[Saved items]
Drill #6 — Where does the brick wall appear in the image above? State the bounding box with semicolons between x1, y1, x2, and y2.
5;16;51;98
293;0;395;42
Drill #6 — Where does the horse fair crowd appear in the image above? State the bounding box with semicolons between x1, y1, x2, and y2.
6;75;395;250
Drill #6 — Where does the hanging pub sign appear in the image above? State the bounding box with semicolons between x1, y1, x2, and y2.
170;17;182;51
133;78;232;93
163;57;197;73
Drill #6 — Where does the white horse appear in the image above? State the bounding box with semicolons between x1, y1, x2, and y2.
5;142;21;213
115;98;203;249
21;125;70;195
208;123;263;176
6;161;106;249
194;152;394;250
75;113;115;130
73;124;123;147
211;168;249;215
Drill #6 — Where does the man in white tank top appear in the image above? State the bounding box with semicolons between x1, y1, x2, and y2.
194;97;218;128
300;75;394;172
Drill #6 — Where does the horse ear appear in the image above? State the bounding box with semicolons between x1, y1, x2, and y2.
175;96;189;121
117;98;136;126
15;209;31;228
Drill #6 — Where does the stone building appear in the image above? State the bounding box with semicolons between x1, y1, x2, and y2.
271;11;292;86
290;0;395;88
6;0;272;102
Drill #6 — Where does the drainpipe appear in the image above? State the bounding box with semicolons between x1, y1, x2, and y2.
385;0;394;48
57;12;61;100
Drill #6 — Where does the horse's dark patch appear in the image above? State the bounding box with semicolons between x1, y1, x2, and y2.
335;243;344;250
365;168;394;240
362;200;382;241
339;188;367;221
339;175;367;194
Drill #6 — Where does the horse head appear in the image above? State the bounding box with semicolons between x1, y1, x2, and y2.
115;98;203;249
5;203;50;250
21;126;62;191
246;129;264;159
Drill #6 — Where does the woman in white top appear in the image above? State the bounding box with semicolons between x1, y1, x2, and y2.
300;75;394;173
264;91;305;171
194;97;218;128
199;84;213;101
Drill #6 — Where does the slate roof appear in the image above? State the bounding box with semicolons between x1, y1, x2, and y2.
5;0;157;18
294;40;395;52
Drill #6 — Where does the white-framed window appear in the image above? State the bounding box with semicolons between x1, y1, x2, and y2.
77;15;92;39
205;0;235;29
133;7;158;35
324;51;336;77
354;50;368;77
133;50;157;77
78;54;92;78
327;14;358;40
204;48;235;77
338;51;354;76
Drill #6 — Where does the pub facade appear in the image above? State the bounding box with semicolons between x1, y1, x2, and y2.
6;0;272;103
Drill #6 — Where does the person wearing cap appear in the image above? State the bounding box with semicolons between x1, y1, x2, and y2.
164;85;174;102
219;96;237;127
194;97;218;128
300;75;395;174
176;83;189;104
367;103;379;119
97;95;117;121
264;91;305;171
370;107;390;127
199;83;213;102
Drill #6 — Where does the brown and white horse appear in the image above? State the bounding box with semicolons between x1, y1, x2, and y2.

- _Problem statement_:
Write out in full the stretch from the line containing "Drill #6 — Where does the horse fair" through the line containing "6;75;395;250", adjusting every coordinate in the answers by -4.

- _Task result_:
Drill #6 — Where does the horse fair crowd appear in the image above? State the bounding box with semicolons between x1, y1, x2, and y2.
2;71;391;246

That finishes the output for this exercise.